YOUR TASKS:
1. Count the lines in the entries below that contain the string "integer", matching case exactly, and reply with the number alone.
2. Continue the explanation of how to graph the quadratic equation from the point where it ends.

DOCUMENT:
Question

How do you identify the important parts of `y + x^2 = 8x − 12` to graph it?

Answer 1

Please see below.

Explanation:

This is a typical quadratic equation, which in vertex form appears as `y=a(x-h)^2+k`, which is a parabola with axis of symmetry as `x=h` and vertex at `(h,k)`, where we have a maxima or minima depending on whether `a` is negative or positive.

In such cases, we need to identify

1. first the axis of symmetry

2. then the vertex and finally

3. a few points on both sides of axis of symmetry.

INFORMATION SUPPLIED:

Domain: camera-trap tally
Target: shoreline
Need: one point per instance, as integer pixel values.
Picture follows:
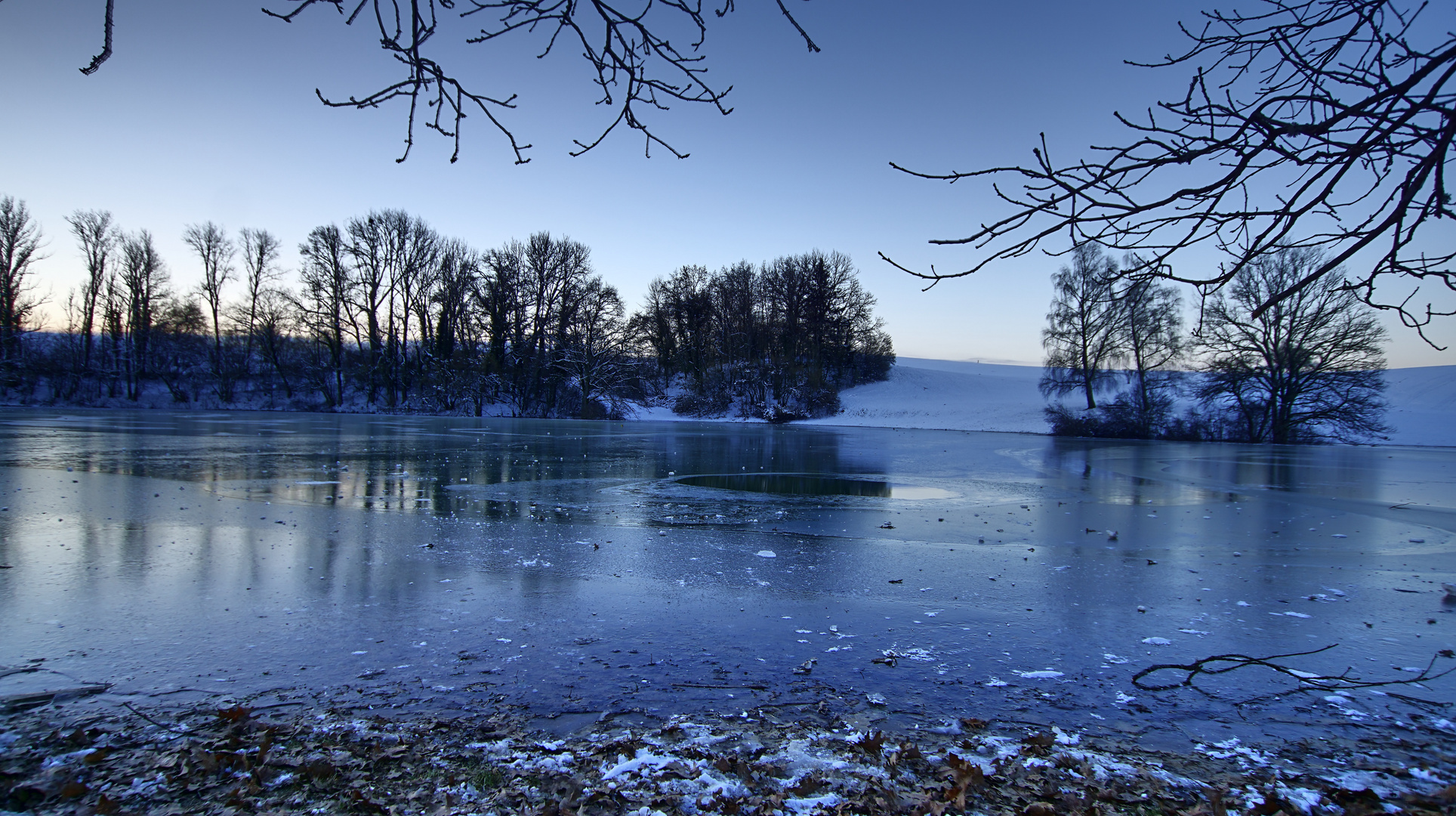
(306, 754)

TASK RESULTS:
1. 1

2.
Hence, let us first convert it into vertex form. As we have `y+x^2=8x-12`, let us convert it into vertex form. The equation becomes

`y=-x^2+8x-12`

i.e. `y=-1(x^2-2xx4xx x+4^2-4^2)-12`

or `y=-1(x-4)^2+16-12`

or `y=-1(x-4)^2+4`

Now as `a=-1`, we have a maxima at `(4,4)`

axis of symmetry is `x=4`

Let us choose points with `x={-4,-2,0,2,6,8,10,12}`
(around `x=4`)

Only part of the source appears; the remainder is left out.